- _Task prompt_
Copy each line of the entries that includes the word "white".

- _Supplied material_
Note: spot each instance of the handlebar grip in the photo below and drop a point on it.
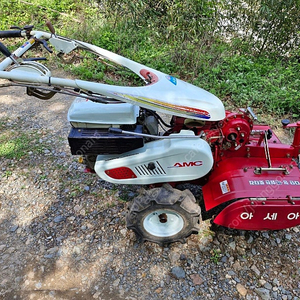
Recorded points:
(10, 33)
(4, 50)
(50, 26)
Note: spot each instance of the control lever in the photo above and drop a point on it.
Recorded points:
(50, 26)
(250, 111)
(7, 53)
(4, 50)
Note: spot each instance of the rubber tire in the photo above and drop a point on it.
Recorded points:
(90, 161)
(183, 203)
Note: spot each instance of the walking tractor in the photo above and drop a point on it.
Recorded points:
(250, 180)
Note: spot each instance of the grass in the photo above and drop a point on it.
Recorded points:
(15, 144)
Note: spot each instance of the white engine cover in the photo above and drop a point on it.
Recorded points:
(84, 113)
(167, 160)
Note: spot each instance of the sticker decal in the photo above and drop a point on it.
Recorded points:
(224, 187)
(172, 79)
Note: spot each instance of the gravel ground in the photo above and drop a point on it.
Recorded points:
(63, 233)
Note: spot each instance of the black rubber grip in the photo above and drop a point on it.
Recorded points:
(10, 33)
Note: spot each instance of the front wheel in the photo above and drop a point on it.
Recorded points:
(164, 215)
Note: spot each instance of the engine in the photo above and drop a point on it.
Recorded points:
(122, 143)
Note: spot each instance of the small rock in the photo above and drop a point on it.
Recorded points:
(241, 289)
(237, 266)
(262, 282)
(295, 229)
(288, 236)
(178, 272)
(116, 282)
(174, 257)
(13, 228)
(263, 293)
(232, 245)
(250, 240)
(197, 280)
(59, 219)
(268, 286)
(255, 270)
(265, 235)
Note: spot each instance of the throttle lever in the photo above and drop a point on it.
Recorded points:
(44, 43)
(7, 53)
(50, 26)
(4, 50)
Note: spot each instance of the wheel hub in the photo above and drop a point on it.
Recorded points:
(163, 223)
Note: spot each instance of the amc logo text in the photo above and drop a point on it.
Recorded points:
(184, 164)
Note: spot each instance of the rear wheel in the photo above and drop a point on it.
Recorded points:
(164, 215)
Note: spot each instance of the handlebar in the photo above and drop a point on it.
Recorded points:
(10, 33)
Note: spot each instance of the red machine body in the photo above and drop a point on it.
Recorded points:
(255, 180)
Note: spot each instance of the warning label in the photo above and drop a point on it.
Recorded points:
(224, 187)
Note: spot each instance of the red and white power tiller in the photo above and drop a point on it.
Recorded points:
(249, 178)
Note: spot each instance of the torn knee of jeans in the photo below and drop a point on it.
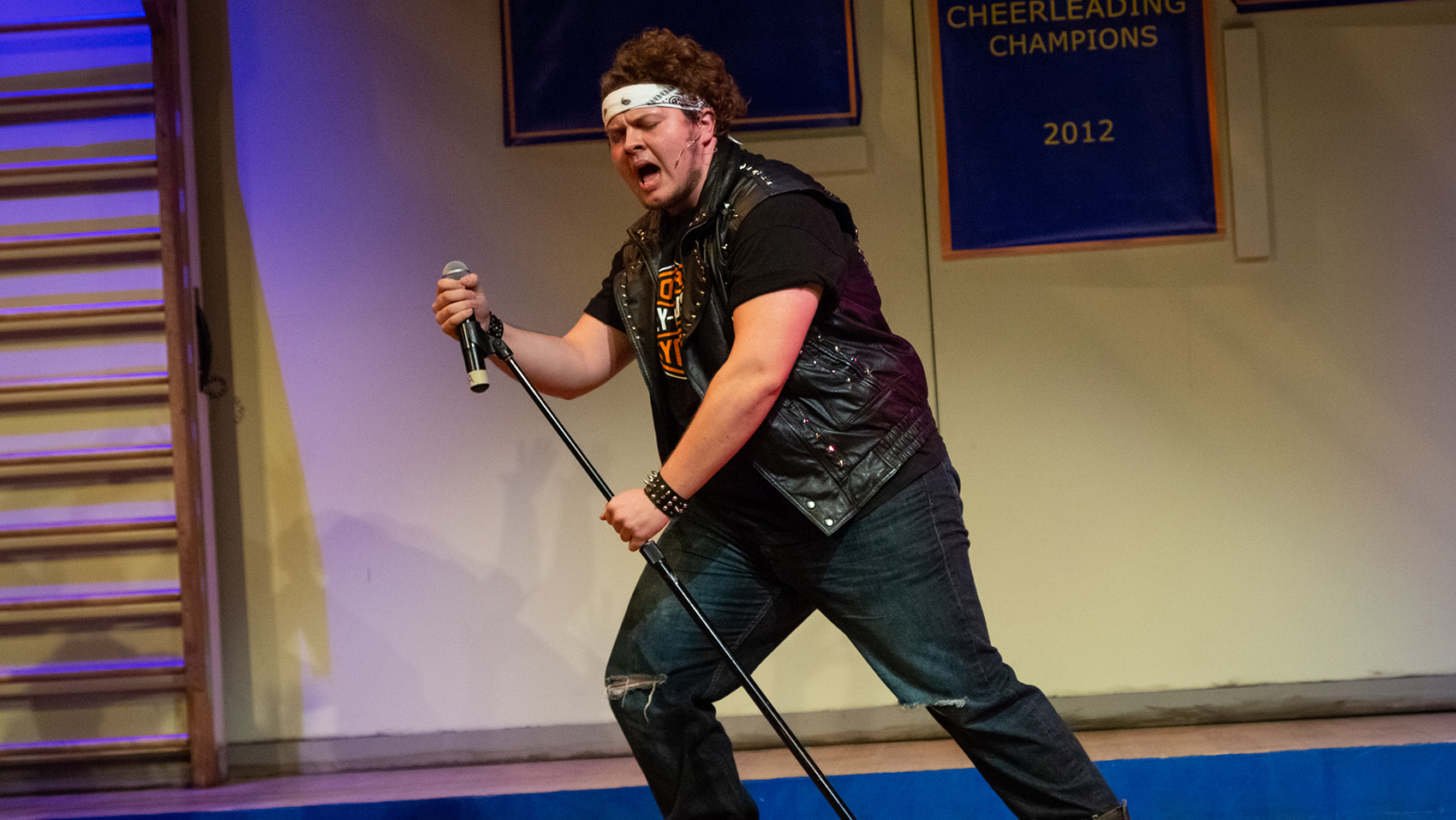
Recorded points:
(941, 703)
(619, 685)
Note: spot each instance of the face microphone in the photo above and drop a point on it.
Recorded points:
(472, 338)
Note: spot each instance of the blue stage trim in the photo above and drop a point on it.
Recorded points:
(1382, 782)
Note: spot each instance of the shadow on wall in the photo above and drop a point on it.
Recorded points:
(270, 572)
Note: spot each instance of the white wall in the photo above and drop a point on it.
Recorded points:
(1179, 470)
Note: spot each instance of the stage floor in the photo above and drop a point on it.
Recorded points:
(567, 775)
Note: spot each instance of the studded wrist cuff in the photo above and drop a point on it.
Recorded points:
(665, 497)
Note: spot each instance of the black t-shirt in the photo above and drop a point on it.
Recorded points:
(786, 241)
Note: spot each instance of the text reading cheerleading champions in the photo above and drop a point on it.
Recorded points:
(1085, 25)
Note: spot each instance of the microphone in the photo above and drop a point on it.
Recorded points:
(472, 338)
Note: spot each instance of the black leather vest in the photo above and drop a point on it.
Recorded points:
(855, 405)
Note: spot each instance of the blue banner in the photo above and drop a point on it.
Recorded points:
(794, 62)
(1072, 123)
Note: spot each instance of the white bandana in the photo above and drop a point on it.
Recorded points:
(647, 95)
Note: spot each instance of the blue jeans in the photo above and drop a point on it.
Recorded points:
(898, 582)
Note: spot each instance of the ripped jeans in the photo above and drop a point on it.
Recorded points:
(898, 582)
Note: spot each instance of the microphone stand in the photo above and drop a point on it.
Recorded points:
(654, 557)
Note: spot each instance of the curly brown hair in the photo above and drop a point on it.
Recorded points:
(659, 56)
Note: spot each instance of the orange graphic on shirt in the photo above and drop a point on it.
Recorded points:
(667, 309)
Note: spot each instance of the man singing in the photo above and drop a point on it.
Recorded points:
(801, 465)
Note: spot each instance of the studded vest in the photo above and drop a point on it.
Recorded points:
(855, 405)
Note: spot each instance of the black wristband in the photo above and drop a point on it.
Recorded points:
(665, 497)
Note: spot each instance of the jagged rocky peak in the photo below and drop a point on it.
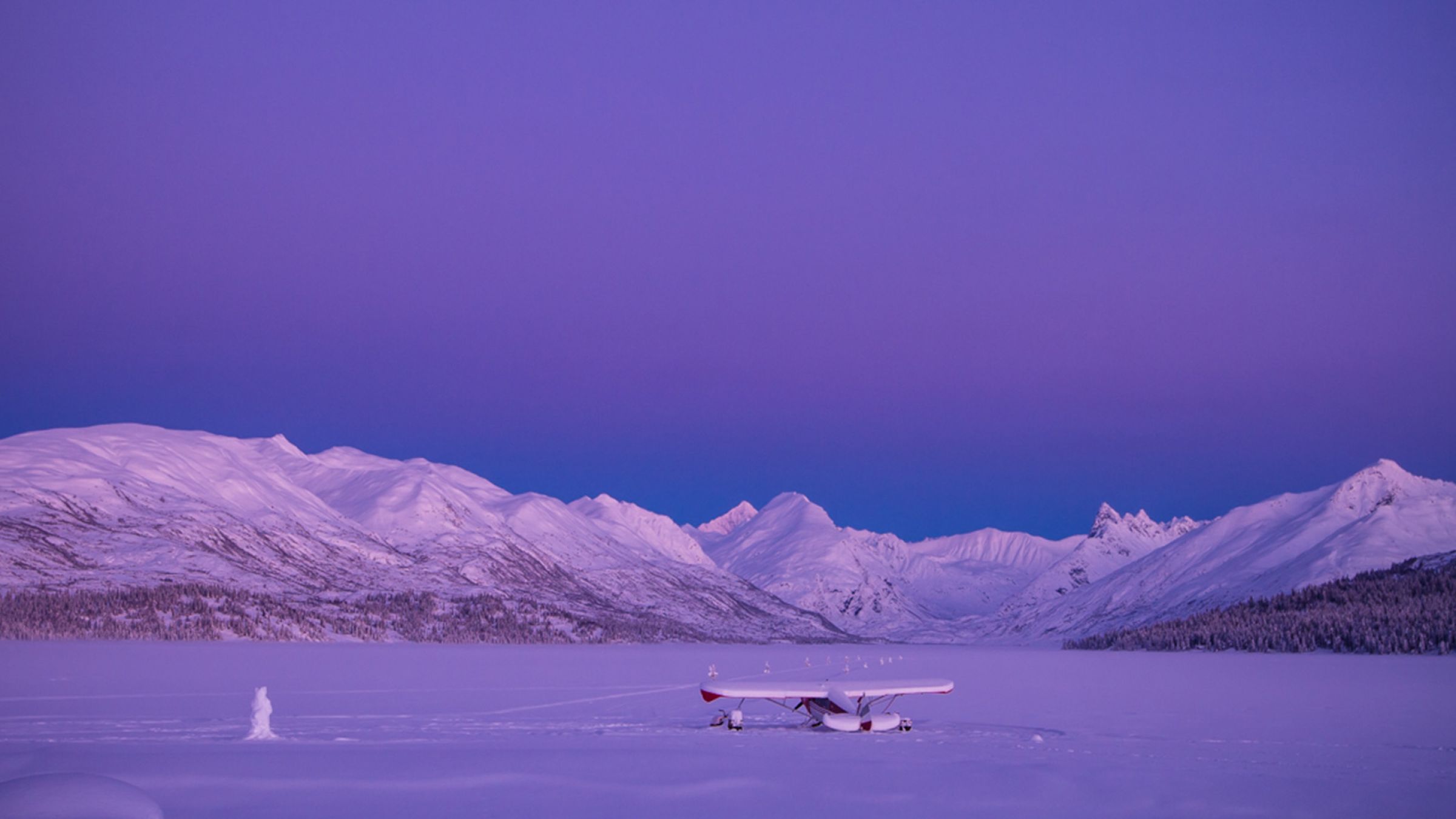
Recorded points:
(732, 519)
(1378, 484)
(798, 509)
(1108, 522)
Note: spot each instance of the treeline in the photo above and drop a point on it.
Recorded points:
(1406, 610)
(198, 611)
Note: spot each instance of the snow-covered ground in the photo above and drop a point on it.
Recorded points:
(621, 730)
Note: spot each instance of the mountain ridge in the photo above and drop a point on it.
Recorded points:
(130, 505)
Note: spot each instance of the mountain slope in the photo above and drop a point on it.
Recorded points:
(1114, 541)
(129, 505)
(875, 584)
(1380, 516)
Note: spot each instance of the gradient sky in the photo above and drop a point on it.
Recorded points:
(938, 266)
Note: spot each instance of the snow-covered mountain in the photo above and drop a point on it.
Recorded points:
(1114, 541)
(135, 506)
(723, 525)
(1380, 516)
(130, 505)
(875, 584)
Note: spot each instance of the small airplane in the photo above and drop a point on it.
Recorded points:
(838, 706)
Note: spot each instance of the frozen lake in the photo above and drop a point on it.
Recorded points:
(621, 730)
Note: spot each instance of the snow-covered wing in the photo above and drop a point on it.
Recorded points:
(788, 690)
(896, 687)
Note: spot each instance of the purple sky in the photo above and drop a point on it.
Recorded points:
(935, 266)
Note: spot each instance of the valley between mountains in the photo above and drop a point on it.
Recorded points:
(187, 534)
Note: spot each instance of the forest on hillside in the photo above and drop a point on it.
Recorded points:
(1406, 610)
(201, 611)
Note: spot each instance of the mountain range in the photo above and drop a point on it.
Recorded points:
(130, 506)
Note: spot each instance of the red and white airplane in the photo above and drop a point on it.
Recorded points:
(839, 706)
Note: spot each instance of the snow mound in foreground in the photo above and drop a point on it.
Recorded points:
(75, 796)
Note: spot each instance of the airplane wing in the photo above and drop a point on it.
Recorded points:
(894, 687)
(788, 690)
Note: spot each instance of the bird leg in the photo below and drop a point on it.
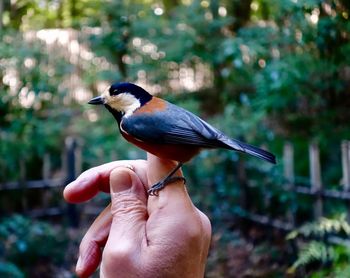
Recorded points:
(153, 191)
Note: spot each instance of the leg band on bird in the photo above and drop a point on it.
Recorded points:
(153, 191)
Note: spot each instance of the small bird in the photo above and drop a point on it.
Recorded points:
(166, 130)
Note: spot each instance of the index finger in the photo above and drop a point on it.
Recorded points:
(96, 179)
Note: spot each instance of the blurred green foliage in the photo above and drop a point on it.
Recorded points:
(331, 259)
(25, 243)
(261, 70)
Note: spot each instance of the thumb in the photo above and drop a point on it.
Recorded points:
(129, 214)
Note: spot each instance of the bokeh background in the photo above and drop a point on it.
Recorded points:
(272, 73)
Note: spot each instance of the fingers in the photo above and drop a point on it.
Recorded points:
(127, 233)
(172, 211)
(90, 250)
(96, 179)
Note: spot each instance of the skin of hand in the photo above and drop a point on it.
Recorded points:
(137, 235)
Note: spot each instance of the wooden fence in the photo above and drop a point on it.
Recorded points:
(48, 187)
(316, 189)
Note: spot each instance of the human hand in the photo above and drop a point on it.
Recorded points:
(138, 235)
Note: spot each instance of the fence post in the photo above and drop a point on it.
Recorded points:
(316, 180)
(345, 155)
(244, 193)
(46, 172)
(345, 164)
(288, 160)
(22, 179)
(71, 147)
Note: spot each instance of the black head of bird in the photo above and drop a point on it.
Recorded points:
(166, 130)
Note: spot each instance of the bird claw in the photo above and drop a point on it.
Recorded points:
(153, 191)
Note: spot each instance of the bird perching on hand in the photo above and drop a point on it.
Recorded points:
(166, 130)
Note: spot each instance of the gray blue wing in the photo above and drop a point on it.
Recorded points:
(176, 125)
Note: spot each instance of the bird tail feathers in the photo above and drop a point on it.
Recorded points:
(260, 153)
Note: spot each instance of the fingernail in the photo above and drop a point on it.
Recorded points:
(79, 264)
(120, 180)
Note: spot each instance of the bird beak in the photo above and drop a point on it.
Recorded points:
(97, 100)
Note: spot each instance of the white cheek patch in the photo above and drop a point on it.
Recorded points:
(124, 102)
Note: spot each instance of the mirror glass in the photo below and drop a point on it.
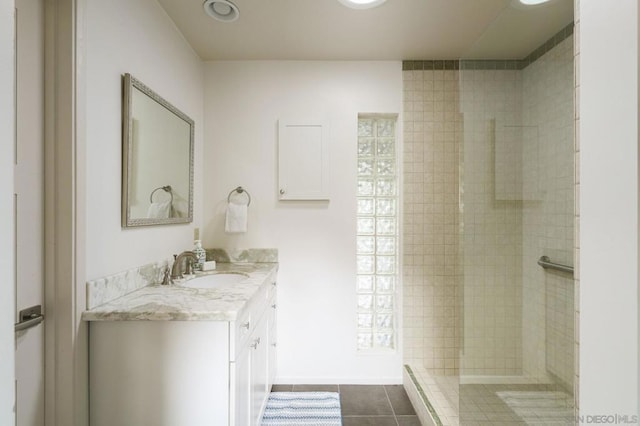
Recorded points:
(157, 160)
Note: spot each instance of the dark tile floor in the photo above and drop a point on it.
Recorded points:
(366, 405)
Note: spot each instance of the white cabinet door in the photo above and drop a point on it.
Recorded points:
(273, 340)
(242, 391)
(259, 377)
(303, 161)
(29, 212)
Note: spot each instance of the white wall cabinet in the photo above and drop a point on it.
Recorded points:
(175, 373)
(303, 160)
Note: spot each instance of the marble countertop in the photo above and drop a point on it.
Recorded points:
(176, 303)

- _Finished exercise_
Note: spot each instance of the white engine cover in the photo above and drop a point on it.
Note: spot each instance of the red and white power tiller in the photo above and drop a point on it.
Note: spot each instance of the white wall in the photo above and drop a point on it.
Note: spot each instance of the white bandana in the photo above and drop a point on it.
Note: spot each instance of the red and white airplane in the photo above and drop a point on it.
Note: spot each instance of the white cheek patch in the photo above and drop a point on it.
Note: spot each instance of the white cabinet door in the photo above and drop a point on it.
Note: spot each instance of the white wall cabinet in the photo above and drop a point on it.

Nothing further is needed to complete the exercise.